* Требования
Отредактируйте все приведенные ниже строки: замените «Mark» на «Place», а все остальное оставьте без изменений. Картинки в ответ не включайте.

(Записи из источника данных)
----
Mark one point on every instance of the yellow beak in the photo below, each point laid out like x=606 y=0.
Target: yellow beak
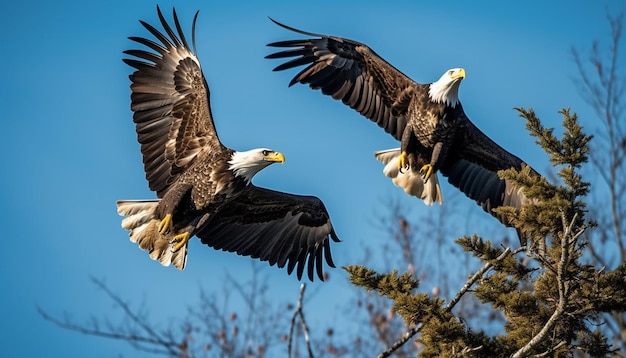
x=276 y=157
x=460 y=73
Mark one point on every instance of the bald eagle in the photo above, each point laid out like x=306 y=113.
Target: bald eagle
x=205 y=188
x=428 y=119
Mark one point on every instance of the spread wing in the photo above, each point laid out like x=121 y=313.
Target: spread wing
x=352 y=72
x=283 y=229
x=170 y=98
x=476 y=147
x=473 y=168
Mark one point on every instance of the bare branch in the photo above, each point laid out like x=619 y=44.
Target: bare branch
x=298 y=313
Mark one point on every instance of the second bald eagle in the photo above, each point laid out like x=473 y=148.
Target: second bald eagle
x=428 y=120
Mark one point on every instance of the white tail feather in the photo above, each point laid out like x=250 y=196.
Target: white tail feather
x=410 y=181
x=143 y=224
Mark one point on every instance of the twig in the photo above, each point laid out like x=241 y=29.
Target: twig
x=153 y=338
x=475 y=277
x=298 y=313
x=563 y=287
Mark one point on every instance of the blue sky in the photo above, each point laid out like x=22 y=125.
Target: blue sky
x=70 y=149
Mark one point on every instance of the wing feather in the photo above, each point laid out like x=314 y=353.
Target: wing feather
x=283 y=229
x=350 y=71
x=171 y=104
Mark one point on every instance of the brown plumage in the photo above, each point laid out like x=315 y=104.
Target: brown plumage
x=427 y=119
x=204 y=188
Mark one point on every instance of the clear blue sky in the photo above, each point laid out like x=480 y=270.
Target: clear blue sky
x=70 y=149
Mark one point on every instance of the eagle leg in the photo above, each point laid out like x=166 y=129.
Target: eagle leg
x=180 y=240
x=426 y=172
x=166 y=224
x=402 y=162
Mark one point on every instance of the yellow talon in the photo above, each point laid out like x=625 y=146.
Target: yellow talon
x=402 y=164
x=426 y=172
x=166 y=224
x=179 y=241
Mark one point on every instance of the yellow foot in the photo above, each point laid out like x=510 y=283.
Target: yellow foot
x=402 y=162
x=166 y=224
x=426 y=172
x=179 y=241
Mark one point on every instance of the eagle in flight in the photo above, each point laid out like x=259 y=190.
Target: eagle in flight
x=204 y=188
x=428 y=119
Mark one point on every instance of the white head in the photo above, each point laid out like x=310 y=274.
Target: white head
x=446 y=89
x=247 y=164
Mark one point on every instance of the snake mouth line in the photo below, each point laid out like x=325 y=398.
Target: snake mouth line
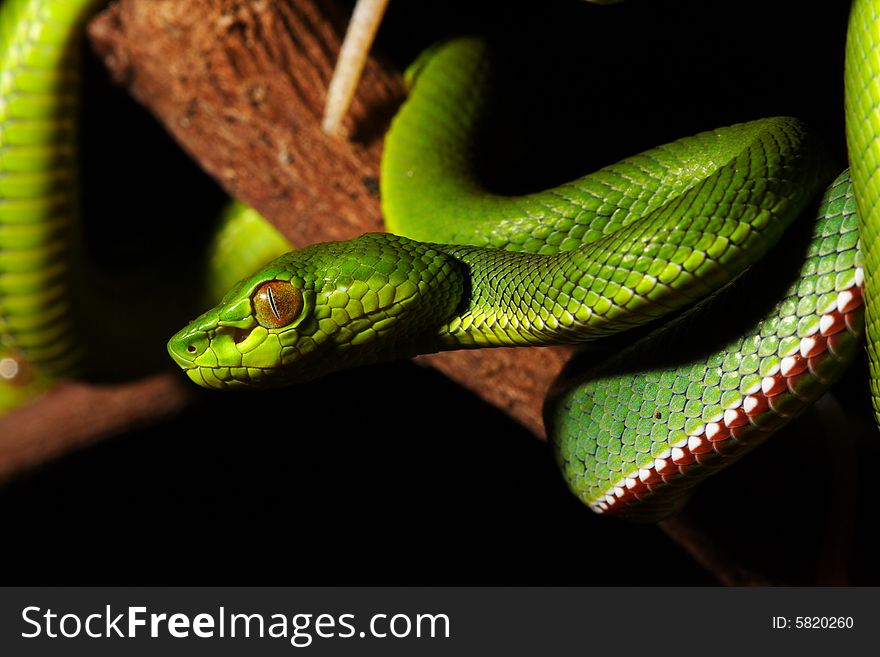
x=731 y=433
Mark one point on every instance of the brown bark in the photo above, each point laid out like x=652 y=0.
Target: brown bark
x=241 y=87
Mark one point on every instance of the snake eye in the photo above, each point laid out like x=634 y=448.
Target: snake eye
x=277 y=304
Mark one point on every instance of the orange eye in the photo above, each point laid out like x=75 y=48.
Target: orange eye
x=277 y=304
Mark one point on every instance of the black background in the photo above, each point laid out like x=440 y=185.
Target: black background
x=393 y=475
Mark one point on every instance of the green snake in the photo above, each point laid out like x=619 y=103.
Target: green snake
x=51 y=299
x=658 y=234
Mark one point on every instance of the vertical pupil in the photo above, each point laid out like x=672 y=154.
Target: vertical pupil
x=272 y=304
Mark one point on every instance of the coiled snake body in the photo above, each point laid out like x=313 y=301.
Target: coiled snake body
x=636 y=241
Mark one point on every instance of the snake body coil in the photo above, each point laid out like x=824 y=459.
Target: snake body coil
x=39 y=102
x=651 y=236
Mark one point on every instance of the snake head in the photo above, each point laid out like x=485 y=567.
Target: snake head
x=326 y=307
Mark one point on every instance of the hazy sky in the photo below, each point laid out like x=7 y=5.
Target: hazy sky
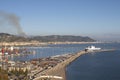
x=96 y=18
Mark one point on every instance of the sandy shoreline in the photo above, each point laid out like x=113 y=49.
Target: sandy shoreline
x=60 y=69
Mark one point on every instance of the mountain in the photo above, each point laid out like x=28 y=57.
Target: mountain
x=5 y=37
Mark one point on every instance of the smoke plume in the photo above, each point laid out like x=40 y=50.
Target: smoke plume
x=12 y=20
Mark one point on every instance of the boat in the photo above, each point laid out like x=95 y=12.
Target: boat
x=92 y=48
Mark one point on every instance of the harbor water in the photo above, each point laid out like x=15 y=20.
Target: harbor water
x=93 y=66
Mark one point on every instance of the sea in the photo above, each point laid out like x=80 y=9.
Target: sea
x=93 y=66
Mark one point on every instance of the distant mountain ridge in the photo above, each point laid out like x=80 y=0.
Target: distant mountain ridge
x=5 y=37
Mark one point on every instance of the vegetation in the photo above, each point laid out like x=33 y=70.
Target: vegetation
x=3 y=74
x=18 y=74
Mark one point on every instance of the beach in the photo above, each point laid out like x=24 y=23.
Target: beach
x=60 y=69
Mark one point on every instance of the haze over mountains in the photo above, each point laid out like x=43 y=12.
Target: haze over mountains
x=5 y=37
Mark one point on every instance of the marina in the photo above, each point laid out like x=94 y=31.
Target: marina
x=49 y=66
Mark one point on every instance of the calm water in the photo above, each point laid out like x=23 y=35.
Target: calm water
x=94 y=66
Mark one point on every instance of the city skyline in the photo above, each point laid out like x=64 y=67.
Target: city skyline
x=98 y=19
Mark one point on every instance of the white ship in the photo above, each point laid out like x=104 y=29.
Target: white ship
x=92 y=48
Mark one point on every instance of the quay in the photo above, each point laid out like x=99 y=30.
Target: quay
x=60 y=69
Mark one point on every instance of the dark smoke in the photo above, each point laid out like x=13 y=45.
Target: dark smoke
x=12 y=20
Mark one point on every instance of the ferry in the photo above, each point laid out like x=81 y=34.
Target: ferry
x=92 y=48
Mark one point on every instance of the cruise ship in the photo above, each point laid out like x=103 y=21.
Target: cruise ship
x=92 y=48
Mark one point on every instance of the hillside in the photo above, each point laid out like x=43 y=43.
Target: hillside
x=5 y=37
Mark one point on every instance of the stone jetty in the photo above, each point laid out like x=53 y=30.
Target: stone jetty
x=60 y=69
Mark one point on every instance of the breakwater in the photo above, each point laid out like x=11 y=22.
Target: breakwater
x=60 y=68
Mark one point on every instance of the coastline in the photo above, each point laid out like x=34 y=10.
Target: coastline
x=41 y=43
x=60 y=68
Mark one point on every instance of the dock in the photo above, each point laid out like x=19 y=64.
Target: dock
x=60 y=69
----
* Результат упражнения
Place one point on every instance of the yellow beak in the photo below, each point laid out like x=606 y=0.
Target: yellow beak
x=276 y=157
x=460 y=73
Place one point on every instance of the bald eagle in the photo above, each point laid out like x=306 y=113.
Target: bald eagle
x=205 y=188
x=428 y=119
Place one point on every instance of the spread wing in the photo above, each point laid out like x=121 y=313.
Target: spread wing
x=352 y=72
x=283 y=229
x=170 y=98
x=476 y=147
x=473 y=168
Place one point on every instance of the bare branch in the photo above, each point laid out like x=619 y=44.
Target: bare branch
x=298 y=313
Place one point on every instance of the second bald eagle in the photo above, each point laid out like x=473 y=148.
Target: second bald eagle
x=428 y=120
Place one point on every instance of the white tail feather in the photo above, each point laid out like x=250 y=196.
Target: white tail feather
x=410 y=181
x=143 y=224
Place one point on every instance of the twig in the photo above, each point laid out like x=241 y=29.
Target: twig
x=153 y=338
x=475 y=277
x=298 y=313
x=563 y=287
Place one point on every instance of the blue sky in the photo above, each point laid out like x=22 y=125.
Target: blue sky
x=70 y=149
Place one point on every instance of the wing feather in the photo above, each point laid out like x=314 y=353.
Target: wing feather
x=283 y=229
x=350 y=71
x=171 y=104
Place one point on every instance of the brown plumage in the photo above, each point laid out like x=315 y=104.
Target: brown plumage
x=427 y=119
x=204 y=188
Place one point on every instance of the clear blue sky in the photo above, each point laid out like x=480 y=270.
Target: clear blue sky
x=70 y=149
Place one point on every instance of the eagle leg in the photo above, each point laid out like x=166 y=129.
Target: eagle leg
x=180 y=240
x=426 y=172
x=166 y=224
x=402 y=162
Place one point on every instance of the yellow talon in the photo above, each point laid out like x=625 y=146.
Target: yellow talon
x=402 y=164
x=426 y=172
x=166 y=224
x=179 y=241
Place one point on every instance of the yellow foot in the photo above, each point laid out like x=510 y=283.
Target: yellow foot
x=402 y=162
x=166 y=224
x=426 y=172
x=179 y=241
Place one point on every instance of the eagle in flight in the photo above, each point laid out like x=259 y=190.
Target: eagle in flight
x=204 y=188
x=428 y=119
Place one point on every instance of the white head in the photo above, each point laid out like x=310 y=274.
Target: white head
x=446 y=89
x=247 y=164
Place one point on every instance of the snake mouth line in the photo below, each point laid out like x=325 y=398.
Target: snake mouth line
x=731 y=433
Place one point on every instance of the brown bark in the photo above, each point laid out like x=652 y=0.
Target: brown bark
x=241 y=87
Place one point on every instance of the snake eye in the photo above, each point laid out like x=634 y=448.
Target: snake eye
x=277 y=304
Place one point on every instance of the orange eye in the photo above, each point laid out like x=75 y=48.
Target: orange eye
x=277 y=304
Place one point on every instance of the black background in the photo above, each point laid out like x=440 y=185.
Target: black background
x=393 y=475
Place one point on every instance of the green snake in the photo above, each point laid out like x=619 y=103.
Target: green snake
x=51 y=299
x=658 y=234
Place one point on every instance of the vertical pupil in the photo above, each point laid out like x=672 y=154.
Target: vertical pupil
x=272 y=304
Place one point on every instance of the coiled snake body in the photo above, each point laid out like x=313 y=301.
Target: coiled snake body
x=636 y=241
Place one point on every instance of the snake body coil in the photo above, each point laid out like x=824 y=459.
Target: snake body coil
x=39 y=102
x=651 y=236
Place one point on every instance of the snake head in the photo above, each point laid out like x=485 y=567.
Target: snake head
x=326 y=307
Place one point on every instance of the hazy sky in the photo below, each point laid out like x=7 y=5.
Target: hazy sky
x=96 y=18
Place one point on every instance of the sandy shoreline in the photo above, each point laid out like x=113 y=49.
Target: sandy shoreline
x=60 y=69
Place one point on every instance of the mountain in the photo above, each point laid out like x=28 y=57.
Target: mountain
x=5 y=37
Place one point on every instance of the smoke plume in the photo above, each point laid out like x=40 y=50.
Target: smoke plume
x=12 y=20
Place one point on every instance of the boat in the photo above, each point laid out like x=95 y=12.
Target: boat
x=92 y=48
Place one point on every instance of the harbor water in the photo above, each point laid out like x=15 y=20.
Target: harbor water
x=93 y=66
Place one point on every instance of the sea in the photo above, each point laid out like x=80 y=9.
Target: sea
x=93 y=66
Place one point on every instance of the distant mountain ridge in the photo above, each point laid out like x=80 y=0.
Target: distant mountain ridge
x=5 y=37
Place one point on every instance of the vegetation in the photo above, each point laid out like x=33 y=70.
Target: vegetation
x=3 y=74
x=18 y=74
Place one point on every instance of the beach in the photo above, each point laid out like x=24 y=23.
Target: beach
x=60 y=69
Place one point on every instance of the haze over mountains in the photo above, each point laid out like x=43 y=12.
Target: haze over mountains
x=5 y=37
Place one point on every instance of the marina in the photo above, each point laid out like x=94 y=31.
Target: marina
x=49 y=66
Place one point on every instance of the calm water in the photo above, each point laid out like x=23 y=35.
Target: calm water
x=94 y=66
Place one point on every instance of the city skyline in the photo above, each point laid out like x=64 y=67.
Target: city skyline
x=98 y=19
Place one point on every instance of the white ship in the photo above, each point laid out like x=104 y=29.
Target: white ship
x=92 y=48
Place one point on every instance of the quay in the photo above, each point laid out like x=99 y=30.
Target: quay
x=60 y=69
Place one point on every instance of the dark smoke in the photo above, each point laid out like x=13 y=45.
Target: dark smoke
x=12 y=20
Place one point on every instance of the ferry in the photo above, each point laid out like x=81 y=34.
Target: ferry
x=92 y=48
Place one point on every instance of the cruise ship in the photo above, each point laid out like x=103 y=21.
Target: cruise ship
x=92 y=48
Place one point on every instance of the hillside in the photo above, each point laid out like x=43 y=43.
Target: hillside
x=5 y=37
Place one point on every instance of the stone jetty in the photo above, each point laid out like x=53 y=30.
Target: stone jetty
x=60 y=69
Place one point on every instance of the breakwater in the photo above, each point laid out like x=11 y=22.
Target: breakwater
x=60 y=68
Place one point on every instance of the coastline in the photo above, each point laid out like x=34 y=10.
Target: coastline
x=41 y=43
x=60 y=68
Place one point on every instance of the dock in the photo above, each point laid out like x=19 y=64.
Target: dock
x=60 y=69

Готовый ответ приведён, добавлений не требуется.